Przepisz w całości tekst o niemieckich inwestycjach w Polsce, bez wprowadzania jakichkolwiek zmian.
***** Fragment dokumentu *****
Po ośmiu latach Polska wróciła na pierwsze miejsce w regionie wśród krajów atrakcyjnych inwestycyjnie — wynika z badania Niemieckiej Izby Przemysłowo-Handlowej (AHK). Zaangażowanie naszych zachodnich sąsiadów nad Wisłą nie powinno więc dziwić. Viessmann i Bosch inwestują w fabryki pomp ciepła (pierwsza wyda 200 mln EUR, druga 1,2 mld zł), a lokalna spółka grupy Trumpf zwiększa moce produkcyjne i chce zwielokrotnić przychody.
Poważne zamiary względem Polski ma także wywodząca się z Niemiec grupa Loyalty Partner (operator programu Payback) należąca do American Express. Półtora roku temu zapowiedziała stworzenie hubu technologicznego na 250 osób, ale podniosła poprzeczkę.
— W ostatnim czasie część firm technologicznych ogranicza plany rozbudowy zespołu bądź nawet go redukuje. My wręcz przeciwnie. Do tworzonego hubu zrekrutowaliśmy już ponad 150 osób i wiele wskazuje na to, że w 2024 r. przekroczymy zakładany poziom 250 pracowników. Nie będzie to nasze ostatnie słowo. Dynamika powiększania będzie zależała od zapotrzebowania rynku — mówi Marcin Pilarski, dyrektor zarządzający Paybacku Polska.
***** Wyodrębnione informacje *****
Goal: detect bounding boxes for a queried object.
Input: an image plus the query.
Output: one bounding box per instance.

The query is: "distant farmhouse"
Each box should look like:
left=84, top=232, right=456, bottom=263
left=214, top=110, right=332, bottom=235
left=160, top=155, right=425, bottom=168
*****
Odpowiedź na zadanie ▸
Po ośmiu latach Polska wróciła na pierwsze miejsce w regionie wśród krajów atrakcyjnych inwestycyjnie — wynika z badania Niemieckiej Izby Przemysłowo-Handlowej (AHK). Zaangażowanie naszych zachodnich sąsiadów nad Wisłą nie powinno więc dziwić. Viessmann i Bosch inwestują w fabryki pomp ciepła (pierwsza wyda 200 mln EUR, druga 1,2 mld zł), a lokalna spółka grupy Trumpf zwiększa moce produkcyjne i chce zwielokrotnić przychody.
Poważne zamiary względem Polski ma także wywodząca się z Niemiec grupa Loyalty Partner (operator programu Payback) należąca do American Express. Półtora roku temu zapowiedziała stworzenie hubu technologicznego na 250 osób, ale podniosła poprzeczkę.
— W ostatnim czasie część firm technologicznych ogranicza plany rozbudowy zespołu bądź nawet go redukuje. My wręcz przeciwnie. Do tworzonego hubu zrekrutowaliśmy już ponad 150 osób i wiele wskazuje na to, że w 2024 r. przekroczymy zakładany poziom 250 pracowników. Nie będzie to nasze ostatnie słowo. Dynamika powiększania będzie zależała od zapotrzebowania rynku — mówi Marcin Pilarski, dyrektor zarządzający Paybacku Polska.